● **YOUR GOAL**: Emit the line that holds "Each instance of the white landing" and all lines following it through the end of the data, verbatim, and nothing else.

[Named object pointing entries]
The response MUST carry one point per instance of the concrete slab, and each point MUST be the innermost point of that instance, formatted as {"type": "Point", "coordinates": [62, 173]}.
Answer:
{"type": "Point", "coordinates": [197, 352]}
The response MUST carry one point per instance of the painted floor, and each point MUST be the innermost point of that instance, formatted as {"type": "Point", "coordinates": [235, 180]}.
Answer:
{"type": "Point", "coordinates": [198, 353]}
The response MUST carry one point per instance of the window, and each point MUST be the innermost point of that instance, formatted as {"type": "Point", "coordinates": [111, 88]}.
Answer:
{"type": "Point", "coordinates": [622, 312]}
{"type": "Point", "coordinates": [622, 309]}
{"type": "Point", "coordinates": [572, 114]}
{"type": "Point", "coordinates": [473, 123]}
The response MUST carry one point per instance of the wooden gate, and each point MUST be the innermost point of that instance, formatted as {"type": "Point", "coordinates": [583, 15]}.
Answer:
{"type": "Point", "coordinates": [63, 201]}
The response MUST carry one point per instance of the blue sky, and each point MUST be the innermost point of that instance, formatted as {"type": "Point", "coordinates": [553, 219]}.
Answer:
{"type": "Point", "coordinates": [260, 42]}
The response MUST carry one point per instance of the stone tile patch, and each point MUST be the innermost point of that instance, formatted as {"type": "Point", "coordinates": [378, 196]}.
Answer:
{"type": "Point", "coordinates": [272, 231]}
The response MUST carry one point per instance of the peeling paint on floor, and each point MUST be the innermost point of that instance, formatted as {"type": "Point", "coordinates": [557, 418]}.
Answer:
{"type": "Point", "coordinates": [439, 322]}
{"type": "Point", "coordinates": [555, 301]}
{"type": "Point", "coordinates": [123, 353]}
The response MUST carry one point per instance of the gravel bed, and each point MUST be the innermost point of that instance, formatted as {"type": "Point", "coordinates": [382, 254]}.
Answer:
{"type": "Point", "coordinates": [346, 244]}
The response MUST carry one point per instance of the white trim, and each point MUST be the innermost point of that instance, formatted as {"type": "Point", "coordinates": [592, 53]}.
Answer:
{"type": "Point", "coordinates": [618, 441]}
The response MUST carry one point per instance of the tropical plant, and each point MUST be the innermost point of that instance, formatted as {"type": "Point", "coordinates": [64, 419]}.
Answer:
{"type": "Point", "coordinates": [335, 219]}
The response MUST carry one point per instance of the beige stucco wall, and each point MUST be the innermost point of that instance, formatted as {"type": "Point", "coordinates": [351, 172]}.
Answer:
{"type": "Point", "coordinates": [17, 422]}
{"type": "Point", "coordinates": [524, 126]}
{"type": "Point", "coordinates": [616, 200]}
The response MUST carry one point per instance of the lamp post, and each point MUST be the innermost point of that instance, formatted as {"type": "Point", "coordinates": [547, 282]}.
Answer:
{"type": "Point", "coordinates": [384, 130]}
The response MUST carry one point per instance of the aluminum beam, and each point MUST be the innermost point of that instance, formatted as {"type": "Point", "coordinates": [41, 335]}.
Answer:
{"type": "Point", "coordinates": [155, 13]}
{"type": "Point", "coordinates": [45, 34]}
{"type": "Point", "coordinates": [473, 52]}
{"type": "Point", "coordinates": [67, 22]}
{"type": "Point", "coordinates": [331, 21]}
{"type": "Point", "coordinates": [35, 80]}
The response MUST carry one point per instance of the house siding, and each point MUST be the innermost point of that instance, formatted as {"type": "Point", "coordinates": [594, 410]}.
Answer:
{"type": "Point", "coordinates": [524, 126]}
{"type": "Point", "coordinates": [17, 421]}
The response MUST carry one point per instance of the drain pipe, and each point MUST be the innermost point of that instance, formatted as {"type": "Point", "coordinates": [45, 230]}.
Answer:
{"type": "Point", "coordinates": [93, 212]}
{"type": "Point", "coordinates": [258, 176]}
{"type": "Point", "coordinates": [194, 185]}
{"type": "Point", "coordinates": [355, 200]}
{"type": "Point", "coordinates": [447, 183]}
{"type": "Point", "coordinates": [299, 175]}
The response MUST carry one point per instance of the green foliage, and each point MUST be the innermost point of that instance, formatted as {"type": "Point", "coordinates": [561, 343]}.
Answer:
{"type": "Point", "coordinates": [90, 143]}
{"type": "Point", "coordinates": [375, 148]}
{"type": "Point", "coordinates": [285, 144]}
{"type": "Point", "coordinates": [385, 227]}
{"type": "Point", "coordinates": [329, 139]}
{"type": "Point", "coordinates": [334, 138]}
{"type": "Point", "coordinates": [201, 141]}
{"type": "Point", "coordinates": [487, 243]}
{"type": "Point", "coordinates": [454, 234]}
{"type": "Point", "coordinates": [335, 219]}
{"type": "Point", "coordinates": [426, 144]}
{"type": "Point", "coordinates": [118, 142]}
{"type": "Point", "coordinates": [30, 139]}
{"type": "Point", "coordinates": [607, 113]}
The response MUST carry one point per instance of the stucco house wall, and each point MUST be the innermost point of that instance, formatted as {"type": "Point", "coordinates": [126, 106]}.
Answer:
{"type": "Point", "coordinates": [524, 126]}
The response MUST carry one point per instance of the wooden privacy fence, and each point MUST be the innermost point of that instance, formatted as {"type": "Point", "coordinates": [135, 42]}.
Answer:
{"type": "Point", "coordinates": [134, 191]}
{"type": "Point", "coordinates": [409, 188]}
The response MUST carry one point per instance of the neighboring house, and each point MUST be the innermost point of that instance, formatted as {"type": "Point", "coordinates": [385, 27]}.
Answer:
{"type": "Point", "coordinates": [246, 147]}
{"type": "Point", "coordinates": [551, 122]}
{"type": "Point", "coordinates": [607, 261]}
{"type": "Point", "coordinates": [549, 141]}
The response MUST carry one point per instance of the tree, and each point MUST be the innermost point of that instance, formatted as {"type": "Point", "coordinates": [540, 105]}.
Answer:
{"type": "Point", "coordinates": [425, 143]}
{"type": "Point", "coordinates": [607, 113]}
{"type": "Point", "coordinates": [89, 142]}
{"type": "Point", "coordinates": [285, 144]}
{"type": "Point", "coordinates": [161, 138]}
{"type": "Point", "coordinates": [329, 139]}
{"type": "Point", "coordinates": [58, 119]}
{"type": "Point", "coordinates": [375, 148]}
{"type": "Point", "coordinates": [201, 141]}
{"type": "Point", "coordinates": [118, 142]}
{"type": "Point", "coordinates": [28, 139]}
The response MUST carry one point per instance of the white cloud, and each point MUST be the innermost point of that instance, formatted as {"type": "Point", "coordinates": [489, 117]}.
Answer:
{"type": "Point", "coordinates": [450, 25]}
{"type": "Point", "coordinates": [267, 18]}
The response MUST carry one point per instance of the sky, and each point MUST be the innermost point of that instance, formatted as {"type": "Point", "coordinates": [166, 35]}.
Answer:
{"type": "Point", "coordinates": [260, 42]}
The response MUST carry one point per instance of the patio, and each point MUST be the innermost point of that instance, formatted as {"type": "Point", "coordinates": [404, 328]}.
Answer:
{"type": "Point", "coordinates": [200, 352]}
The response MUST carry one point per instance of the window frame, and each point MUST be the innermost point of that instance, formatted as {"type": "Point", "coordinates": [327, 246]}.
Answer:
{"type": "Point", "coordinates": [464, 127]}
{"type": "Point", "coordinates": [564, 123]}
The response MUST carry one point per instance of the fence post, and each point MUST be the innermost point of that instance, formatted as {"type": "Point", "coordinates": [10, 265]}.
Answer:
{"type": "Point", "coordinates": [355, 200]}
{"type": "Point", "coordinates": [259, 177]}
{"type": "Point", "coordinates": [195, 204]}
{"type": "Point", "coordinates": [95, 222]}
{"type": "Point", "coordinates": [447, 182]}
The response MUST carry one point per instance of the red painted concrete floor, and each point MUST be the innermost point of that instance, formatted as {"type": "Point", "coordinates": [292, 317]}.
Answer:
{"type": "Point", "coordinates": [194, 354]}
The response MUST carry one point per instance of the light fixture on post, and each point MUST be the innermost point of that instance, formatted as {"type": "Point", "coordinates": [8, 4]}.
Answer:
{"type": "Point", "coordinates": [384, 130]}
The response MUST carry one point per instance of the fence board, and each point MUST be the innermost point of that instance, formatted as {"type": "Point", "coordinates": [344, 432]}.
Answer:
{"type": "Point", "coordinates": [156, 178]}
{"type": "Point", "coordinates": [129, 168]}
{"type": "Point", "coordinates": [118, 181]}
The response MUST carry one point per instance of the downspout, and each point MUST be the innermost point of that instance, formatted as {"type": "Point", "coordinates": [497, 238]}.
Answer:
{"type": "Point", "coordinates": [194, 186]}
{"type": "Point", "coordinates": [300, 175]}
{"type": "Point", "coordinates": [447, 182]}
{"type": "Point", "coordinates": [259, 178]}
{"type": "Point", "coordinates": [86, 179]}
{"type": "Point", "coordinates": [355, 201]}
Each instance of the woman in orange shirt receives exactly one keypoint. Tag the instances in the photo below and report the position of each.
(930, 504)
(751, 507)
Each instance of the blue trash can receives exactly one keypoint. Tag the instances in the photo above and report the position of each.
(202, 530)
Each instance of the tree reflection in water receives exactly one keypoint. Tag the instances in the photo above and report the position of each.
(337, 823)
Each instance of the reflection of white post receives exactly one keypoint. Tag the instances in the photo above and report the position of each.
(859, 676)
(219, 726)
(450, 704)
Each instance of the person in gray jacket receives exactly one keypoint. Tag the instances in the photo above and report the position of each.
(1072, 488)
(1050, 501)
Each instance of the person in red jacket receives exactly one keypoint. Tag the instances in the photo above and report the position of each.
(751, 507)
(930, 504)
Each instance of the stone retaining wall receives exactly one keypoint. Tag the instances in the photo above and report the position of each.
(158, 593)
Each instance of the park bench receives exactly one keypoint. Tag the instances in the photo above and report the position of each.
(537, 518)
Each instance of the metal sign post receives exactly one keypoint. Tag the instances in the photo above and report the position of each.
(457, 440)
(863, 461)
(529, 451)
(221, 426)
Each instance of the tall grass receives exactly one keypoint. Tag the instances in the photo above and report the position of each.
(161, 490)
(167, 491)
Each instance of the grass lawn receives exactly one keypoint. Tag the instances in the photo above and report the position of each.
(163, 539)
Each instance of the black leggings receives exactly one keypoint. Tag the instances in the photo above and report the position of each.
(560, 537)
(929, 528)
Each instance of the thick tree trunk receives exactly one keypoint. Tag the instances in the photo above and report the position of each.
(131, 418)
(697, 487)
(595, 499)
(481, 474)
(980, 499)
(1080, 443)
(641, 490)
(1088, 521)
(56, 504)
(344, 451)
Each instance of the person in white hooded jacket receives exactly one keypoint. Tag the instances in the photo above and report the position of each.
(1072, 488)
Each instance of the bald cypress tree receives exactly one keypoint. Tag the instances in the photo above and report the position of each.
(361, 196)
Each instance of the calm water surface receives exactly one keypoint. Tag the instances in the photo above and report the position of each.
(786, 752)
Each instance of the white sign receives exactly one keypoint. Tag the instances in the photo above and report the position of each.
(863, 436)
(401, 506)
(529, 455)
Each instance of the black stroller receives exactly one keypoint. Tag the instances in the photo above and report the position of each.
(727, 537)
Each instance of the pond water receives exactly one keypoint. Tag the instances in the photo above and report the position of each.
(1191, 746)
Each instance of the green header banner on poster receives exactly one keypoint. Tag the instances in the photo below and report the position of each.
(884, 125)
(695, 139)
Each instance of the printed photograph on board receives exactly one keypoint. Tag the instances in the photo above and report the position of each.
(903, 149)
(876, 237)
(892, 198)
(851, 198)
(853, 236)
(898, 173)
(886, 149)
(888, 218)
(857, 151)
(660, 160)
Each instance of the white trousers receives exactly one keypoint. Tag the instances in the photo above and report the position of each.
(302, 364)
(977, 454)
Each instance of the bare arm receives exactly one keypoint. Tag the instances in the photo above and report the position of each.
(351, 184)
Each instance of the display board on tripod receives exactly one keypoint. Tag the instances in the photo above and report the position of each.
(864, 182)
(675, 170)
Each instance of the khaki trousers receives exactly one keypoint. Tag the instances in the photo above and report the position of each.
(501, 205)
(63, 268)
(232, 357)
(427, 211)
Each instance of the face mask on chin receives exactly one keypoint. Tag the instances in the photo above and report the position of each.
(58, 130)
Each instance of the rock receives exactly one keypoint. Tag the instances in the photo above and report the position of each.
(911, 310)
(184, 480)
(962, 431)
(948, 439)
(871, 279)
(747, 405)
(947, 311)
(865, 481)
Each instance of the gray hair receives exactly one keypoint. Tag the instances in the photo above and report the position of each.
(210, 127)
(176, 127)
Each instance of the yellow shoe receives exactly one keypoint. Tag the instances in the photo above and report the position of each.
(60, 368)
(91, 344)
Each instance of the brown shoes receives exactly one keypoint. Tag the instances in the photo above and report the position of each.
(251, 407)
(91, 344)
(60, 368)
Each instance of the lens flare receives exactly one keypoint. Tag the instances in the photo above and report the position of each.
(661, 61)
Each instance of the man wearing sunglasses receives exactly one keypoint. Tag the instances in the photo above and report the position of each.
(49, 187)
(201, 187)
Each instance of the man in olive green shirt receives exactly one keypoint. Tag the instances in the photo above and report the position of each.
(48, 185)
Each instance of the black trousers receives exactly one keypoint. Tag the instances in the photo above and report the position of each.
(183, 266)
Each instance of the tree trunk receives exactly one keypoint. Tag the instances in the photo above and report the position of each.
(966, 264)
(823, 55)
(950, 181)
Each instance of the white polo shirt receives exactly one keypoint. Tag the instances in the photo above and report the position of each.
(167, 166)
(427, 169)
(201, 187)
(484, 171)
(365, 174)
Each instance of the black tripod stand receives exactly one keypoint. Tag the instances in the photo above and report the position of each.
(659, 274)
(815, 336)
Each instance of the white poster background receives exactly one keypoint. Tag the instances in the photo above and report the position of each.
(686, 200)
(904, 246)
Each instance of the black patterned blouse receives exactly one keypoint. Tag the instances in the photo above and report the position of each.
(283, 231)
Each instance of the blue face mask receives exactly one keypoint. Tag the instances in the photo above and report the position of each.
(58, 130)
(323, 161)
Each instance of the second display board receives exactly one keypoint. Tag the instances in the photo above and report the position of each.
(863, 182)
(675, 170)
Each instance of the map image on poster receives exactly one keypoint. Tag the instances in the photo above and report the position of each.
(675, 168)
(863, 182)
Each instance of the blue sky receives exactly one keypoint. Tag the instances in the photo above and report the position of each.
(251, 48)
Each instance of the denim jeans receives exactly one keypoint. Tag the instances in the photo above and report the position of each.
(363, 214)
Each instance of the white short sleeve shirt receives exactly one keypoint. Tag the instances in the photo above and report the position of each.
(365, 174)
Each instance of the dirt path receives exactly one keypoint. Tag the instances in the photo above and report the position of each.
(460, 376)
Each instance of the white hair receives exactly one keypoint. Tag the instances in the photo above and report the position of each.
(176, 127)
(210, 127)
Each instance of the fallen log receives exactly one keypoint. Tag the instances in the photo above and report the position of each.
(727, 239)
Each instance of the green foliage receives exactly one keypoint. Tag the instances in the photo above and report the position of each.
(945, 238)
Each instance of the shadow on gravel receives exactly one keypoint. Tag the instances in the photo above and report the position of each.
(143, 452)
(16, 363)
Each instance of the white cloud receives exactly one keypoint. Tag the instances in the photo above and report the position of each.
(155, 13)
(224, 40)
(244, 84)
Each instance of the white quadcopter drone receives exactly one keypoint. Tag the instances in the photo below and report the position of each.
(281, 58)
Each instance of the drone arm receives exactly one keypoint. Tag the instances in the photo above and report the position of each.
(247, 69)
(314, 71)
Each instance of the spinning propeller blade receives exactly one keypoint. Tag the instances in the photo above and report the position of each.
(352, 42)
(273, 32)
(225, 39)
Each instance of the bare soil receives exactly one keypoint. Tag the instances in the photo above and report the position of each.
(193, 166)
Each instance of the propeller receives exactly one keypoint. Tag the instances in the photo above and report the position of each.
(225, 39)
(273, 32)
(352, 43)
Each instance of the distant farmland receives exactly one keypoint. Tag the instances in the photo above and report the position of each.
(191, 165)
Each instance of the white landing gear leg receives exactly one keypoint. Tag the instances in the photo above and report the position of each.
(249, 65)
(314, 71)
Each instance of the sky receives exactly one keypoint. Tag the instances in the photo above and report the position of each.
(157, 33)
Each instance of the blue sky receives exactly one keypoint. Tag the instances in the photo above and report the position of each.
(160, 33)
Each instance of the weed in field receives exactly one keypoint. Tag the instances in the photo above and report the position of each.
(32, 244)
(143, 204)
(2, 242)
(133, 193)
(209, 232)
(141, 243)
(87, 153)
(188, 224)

● **RESULT OF THIS EXERCISE**:
Each instance of the white landing gear leg receives exactly one keypoint. Tag the instances in the photo above and report the position of each.
(249, 65)
(314, 71)
Each instance of the sky receives exactly one keypoint. Tag the instances in the photo above and report the position of each.
(157, 33)
Each instance of the blue sky receives exactly one keypoint. Tag the instances in the photo above and report the position of each.
(160, 33)
Each instance of the weed in field receives exactly one keypoint. Tag the instances in the photo above and report the position of each.
(32, 244)
(143, 204)
(2, 242)
(133, 193)
(209, 232)
(141, 243)
(87, 153)
(188, 224)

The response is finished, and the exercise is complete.